---- The records

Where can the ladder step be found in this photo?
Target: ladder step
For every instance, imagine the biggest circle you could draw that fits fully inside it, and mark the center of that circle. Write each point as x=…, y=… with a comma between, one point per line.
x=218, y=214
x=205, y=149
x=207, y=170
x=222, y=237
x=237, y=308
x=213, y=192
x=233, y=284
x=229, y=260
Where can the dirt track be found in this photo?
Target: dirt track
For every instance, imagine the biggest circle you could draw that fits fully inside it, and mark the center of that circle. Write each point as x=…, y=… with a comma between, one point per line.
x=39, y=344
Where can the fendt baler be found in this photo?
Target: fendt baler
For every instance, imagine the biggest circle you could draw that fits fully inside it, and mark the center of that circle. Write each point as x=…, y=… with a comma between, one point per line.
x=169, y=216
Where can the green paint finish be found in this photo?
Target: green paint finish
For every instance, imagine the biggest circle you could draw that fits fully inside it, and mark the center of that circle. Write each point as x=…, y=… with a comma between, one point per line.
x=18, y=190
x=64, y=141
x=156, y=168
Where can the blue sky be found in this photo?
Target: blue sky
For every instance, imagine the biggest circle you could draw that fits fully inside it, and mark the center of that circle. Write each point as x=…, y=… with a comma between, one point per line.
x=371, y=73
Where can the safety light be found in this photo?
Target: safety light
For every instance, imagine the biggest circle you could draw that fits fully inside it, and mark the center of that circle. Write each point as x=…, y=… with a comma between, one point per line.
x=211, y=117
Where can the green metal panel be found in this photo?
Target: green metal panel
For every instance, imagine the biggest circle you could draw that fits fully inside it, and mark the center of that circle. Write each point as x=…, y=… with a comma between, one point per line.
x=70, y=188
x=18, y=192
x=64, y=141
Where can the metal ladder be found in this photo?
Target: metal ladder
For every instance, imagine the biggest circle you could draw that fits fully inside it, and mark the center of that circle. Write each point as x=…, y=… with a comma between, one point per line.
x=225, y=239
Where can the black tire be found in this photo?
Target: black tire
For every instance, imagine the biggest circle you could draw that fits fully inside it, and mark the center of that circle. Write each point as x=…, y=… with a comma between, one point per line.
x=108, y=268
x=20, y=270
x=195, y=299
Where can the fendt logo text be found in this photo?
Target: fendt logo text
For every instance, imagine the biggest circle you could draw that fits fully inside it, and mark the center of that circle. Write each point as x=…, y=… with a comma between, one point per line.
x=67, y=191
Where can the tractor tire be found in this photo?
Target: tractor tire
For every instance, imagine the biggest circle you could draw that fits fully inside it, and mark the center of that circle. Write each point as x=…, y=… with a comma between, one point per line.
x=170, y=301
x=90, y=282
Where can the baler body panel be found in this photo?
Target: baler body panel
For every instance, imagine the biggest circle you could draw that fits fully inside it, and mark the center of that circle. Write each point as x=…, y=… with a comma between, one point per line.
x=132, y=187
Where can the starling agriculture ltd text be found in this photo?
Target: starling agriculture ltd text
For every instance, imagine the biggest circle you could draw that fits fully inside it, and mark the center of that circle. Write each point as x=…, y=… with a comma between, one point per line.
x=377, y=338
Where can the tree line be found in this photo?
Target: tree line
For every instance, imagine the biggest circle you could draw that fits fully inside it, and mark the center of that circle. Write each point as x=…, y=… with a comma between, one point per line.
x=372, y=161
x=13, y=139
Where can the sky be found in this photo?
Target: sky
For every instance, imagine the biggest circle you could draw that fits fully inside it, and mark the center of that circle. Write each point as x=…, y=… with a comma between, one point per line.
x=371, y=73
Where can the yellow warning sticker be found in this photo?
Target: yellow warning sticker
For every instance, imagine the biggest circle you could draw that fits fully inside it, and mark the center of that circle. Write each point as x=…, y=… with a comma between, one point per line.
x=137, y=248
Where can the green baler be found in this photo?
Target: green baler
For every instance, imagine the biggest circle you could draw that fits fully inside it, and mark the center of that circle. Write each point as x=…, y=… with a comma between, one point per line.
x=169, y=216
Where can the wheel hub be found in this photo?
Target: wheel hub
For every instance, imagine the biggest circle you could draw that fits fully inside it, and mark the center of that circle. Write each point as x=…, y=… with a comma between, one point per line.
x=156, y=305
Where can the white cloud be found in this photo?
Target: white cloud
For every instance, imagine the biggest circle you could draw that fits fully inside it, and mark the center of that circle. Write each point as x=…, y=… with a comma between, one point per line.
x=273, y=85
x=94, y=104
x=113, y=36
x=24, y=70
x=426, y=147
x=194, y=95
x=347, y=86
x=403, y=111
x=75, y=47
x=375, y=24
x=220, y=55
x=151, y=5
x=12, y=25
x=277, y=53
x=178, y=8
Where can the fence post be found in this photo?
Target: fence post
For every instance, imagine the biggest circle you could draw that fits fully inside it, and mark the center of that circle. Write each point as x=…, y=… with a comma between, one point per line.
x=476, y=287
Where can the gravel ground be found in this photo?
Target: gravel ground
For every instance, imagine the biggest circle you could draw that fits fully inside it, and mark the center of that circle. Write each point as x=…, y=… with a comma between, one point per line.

--------

▸ Exercise description
Copy the data from the line containing "Where can the green metal" through the line containing "x=13, y=139", swapping "metal ladder" for "steel ladder" and leaving everything else as it is.

▸ Solution for this problem
Where can the green metal panel be found in this photo?
Target: green metal panel
For every instance, imagine the biggest circle you could draw that fits fully inside it, and mark the center of that circle. Write each point as x=…, y=… with a comma between, one point per line.
x=70, y=188
x=18, y=192
x=64, y=141
Where can the steel ladder be found in this photo?
Target: steel ladder
For every instance, imagine the biggest circle you could draw that fits fully inside it, and mark the center of that circle. Write each point as x=…, y=… with a comma between, one point per line.
x=225, y=239
Where can the black tire be found in this photo?
Target: black tire
For every instance, imagine the biggest circle you could draw that fits fully inside it, and mark the center of that circle. Write each point as x=…, y=… with a comma between, one point per line.
x=108, y=268
x=20, y=270
x=195, y=299
Where can the fendt logo text be found in this photo?
Target: fendt logo text
For every instance, imagine the biggest circle you could draw that fits fully inside it, and mark the center of that circle. Write each point as x=…, y=… with a comma between, one point per line.
x=67, y=191
Where can the tractor tire be found in this photo?
Target: tractor tire
For every instance, imagine the biggest circle you could draw that fits fully inside it, and mark the center of that circle. Write each point as x=…, y=… with a comma between, one point per line.
x=170, y=301
x=90, y=282
Where can the baler body panel be found in this photo?
Target: baler body panel
For every instance, imagine the biggest circle you could draw that fits fully inside it, and mark the center of that circle. Write each point as x=…, y=… with a comma between, one point per line.
x=132, y=187
Where can the starling agriculture ltd text be found in this photo?
Target: starling agriculture ltd text
For every instance, imagine the biggest circle you could draw that fits fully inside it, and mark the center of that circle. Write each point as x=…, y=… with a comma between, one point per line.
x=377, y=338
Where can the tree line be found in this photo?
Target: tree line
For every instance, imagine the biggest circle you could draw that fits fully inside it, and mark the center of that circle. Write each point as x=…, y=… with a comma between, one point per line.
x=372, y=161
x=13, y=139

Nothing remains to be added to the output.